→ Instructions for the task
Here is a block of entries. Write out its lines exactly, from the first through the one containing "M83 76L83 102L100".

(Beginning of Record excerpts)

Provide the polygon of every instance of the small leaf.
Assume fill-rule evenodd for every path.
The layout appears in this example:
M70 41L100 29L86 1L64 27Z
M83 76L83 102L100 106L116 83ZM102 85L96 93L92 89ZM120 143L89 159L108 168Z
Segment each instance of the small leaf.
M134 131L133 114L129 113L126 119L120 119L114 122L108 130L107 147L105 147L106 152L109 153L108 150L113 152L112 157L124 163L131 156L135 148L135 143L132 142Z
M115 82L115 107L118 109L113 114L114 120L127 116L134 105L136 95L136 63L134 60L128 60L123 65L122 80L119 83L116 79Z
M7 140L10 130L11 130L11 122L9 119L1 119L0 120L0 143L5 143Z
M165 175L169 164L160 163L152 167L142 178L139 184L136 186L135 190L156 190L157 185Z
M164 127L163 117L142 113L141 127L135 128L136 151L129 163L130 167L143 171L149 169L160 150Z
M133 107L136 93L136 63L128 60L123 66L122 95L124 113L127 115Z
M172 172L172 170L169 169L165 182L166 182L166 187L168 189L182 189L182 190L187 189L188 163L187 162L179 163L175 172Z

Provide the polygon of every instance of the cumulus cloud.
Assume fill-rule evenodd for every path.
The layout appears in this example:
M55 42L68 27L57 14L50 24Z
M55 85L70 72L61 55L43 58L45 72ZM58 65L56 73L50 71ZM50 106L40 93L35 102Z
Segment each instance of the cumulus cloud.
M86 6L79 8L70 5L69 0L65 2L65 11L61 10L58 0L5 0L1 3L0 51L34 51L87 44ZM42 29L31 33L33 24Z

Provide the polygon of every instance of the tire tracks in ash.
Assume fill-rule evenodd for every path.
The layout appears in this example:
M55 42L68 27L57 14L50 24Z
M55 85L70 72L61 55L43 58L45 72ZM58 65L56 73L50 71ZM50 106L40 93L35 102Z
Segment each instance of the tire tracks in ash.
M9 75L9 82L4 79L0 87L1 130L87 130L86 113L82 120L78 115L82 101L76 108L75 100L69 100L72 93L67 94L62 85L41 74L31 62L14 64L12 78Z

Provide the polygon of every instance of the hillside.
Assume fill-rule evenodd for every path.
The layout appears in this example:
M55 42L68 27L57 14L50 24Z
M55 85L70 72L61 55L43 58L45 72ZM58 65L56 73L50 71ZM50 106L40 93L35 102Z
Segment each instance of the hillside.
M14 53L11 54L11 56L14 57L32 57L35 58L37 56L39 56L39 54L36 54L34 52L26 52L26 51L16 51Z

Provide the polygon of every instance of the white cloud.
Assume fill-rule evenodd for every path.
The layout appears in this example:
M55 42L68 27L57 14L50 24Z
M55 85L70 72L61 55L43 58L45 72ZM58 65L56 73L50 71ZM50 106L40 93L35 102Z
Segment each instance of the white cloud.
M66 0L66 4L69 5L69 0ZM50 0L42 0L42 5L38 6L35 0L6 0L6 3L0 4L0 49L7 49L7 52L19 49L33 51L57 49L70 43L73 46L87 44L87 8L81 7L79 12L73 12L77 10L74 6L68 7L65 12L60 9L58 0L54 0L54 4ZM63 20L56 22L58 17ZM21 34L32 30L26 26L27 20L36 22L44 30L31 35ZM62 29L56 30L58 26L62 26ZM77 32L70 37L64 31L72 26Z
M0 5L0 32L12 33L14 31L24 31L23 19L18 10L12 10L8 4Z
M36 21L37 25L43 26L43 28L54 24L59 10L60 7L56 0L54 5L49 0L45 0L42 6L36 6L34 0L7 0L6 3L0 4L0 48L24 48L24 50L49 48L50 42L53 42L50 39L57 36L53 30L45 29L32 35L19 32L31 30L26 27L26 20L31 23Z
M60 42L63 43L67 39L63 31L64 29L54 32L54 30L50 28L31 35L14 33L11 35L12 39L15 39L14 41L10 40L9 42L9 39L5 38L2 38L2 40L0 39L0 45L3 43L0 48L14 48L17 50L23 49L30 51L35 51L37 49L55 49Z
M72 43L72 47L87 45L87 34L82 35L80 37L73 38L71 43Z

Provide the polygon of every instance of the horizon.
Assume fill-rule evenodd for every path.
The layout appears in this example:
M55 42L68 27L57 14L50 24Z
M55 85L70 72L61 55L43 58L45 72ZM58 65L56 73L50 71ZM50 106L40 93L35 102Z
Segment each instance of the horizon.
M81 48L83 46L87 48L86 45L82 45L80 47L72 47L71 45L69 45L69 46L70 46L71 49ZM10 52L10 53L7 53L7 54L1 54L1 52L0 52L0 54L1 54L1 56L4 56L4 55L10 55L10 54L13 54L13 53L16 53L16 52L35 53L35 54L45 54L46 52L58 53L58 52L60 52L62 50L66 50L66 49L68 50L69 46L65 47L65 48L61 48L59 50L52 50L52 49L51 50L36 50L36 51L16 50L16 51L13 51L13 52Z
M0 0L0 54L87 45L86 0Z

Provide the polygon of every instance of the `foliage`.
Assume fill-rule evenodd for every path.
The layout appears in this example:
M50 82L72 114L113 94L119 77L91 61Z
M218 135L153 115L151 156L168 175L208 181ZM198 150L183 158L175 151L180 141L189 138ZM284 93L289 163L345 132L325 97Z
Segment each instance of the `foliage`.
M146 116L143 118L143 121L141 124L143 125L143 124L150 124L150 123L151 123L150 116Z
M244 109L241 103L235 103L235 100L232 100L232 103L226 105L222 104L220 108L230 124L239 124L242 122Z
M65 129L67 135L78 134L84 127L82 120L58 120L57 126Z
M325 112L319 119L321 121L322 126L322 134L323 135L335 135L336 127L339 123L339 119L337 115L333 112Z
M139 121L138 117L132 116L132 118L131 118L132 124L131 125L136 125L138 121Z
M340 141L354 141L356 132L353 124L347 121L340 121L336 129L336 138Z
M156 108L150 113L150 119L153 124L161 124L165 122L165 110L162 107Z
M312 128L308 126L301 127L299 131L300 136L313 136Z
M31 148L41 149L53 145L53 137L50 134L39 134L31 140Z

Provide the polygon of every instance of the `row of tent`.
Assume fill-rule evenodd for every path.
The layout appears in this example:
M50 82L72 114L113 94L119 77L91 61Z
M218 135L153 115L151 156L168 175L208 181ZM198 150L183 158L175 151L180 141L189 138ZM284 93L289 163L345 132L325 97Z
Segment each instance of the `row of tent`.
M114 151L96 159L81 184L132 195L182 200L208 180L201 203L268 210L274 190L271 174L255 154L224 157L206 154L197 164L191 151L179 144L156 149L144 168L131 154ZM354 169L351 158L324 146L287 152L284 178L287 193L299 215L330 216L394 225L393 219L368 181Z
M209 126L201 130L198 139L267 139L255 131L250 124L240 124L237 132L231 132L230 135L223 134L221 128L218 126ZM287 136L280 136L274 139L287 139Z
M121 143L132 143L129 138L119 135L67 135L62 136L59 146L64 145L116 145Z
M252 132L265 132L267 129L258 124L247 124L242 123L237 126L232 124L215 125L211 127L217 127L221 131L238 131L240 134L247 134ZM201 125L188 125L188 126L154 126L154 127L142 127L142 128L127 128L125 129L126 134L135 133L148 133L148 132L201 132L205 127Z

(End of Record excerpts)

→ Answer section
Provide the polygon of every instance of the small leaf.
Assume fill-rule evenodd for every path.
The layout appears in this example:
M70 41L100 29L86 1L64 27Z
M83 76L83 102L100 106L116 83ZM102 85L96 93L92 89ZM120 143L89 159L108 168Z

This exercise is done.